_Document_
Memorandum submitted by Friends of the
Earth
DISMANTLING OF DEFUNCT SHIPS IN THE UK
Friends of the Earth is pleased to present written
evidence to this inquiry.
1. Friends of the Earth in England, Wales
and Northern Ireland (Friends of the Earth EWNI) is a member of
Friends of the Earth International, which is the largest grassroots
federation of environmental groups in the World. Friends of the
Earth International has member groups in 68 countries most of
which are in the developing World.
2. Friends of the Earth EWNI has 200 voluntary
local groups and we work with a number of other community groups.
3. Our policy work is therefore informed
by an international and a local perspective. This enables us to
fully understand the disproportionate environmental damage caused
in developing countries and within some communities within our
own countries. It is this that leads us to fight for environmental
justice.
4. Our evidence will first consider developments
since the last EFRA Committee inquiry into this issue and then
go on to address the questions raised within the press notice
for this inquiry.
DEVELOPMENTS SINCE
THE LAST
EFRA INQUIRY INTO
THE "GHOST
FLEET ISSUE"
5. Since November (when Friends of the Earth
last gave written evidence to the Committee), Friends of the Earth
has won its High Court Case against the Environment Agency and
Able UK. Our contention that the Environment Agency had acted
unlawfully in varying Able UK's Waste Management Licence was accepted
by the Court. The Court, like Friends of the Earth, expressed
concern at the absence of environmental impact assessments in
relation to the proposed project.
6. In another related case, taken by local
residents, the High Court ruled that Able UK's planning permission
did not allow it to scrap ships. This has resulted in Able UK
preparing a new application for planning permission for its dry
dock. Irrespective of the result of this High Court case Hartlepool
Borough Council were of the view that Able UK's other planning
permission (for constructing the dry dock) was no longer extant
and that Able UK would have had to apply for new permissions requiring
environmental impact assessment.

_Stated exercise 1_
According to the memorandum on dismantling defunct ships, in how many countries does Friends of the Earth International have member groups?
_Stated exercise 2_
Carry the memorandum on dismantling defunct ships forward, continuing from its last sentence.

_Supplied entries_
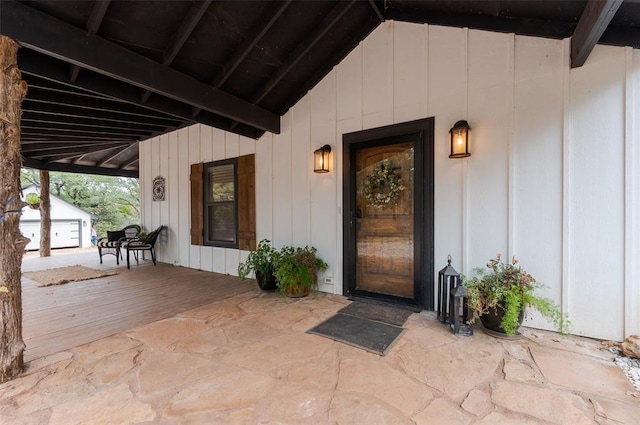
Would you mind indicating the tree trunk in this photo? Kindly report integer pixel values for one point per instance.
(12, 243)
(45, 215)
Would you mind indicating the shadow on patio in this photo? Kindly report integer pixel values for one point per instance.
(245, 358)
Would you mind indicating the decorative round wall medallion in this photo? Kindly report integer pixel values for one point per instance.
(158, 189)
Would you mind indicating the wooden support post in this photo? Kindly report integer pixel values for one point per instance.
(45, 215)
(12, 243)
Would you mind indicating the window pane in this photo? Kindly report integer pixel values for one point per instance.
(220, 204)
(222, 221)
(221, 183)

_Exercise result 1_
68 countries, most of them in the developing world.

_Exercise result 2_
7. Friends of the Earth wishes to highlight
the fact that had it not taken the actions it did to bring these
matters to the attention of the Courts and to the attention of
the public (who were then sufficiently informed to take matters
to the Courts themselves) then the project of scrapping the US
ghost ships would have proceeded on an entirely unlawful basis
and without consideration of the environmental impacts of doing
so.
8. Able UK are also part way through applying
for the licences they need for their landfill site and the licences
they need under the Food and Environment Protection Act 1985.
9. Following these cases we understand that
Able UK are now carrying out thorough investigations into the
possible impacts of constructing and operating its dry dock facility
on the internationally important wildlife sites adjacent to the
site as part of its work to secure various permissions. Friends
of the Earth welcomes these investigations. Since the outset of
this issue we have stressed the need to carry out such investigations
if the integrity of Europe's wildlife sites it to be maintained
and EU Habitats legislation complied with. We have also said on
numerous occasions that should Able UK successfully demonstrate
that it can build and operate a dry dock scrapping facility without
damaging the protected wildlife sites or the wider environment
then Friends of the Earth could not reasonably object to the development.
We are pleased to know that the Environment Agency and the Council
will consult widely on the applications as they arise.
10. Friends of the Earth, together with
colleagues in other environmental organisations, has also met
with Elliot Morley, Minister for the Environment, to press the
need for a UK Strategy on ship recycling. We have followed this
up by meeting with his officials and have also discussed the issue
of ship scrapping at length with European Commission officials.
Friends of the Earth and other environmental groups have a goal
of ensuring self-sufficiency in ship-scrapping within developed
countries and the end to the appalling practice of exporting ships
for breaking up on the beaches in developing countries.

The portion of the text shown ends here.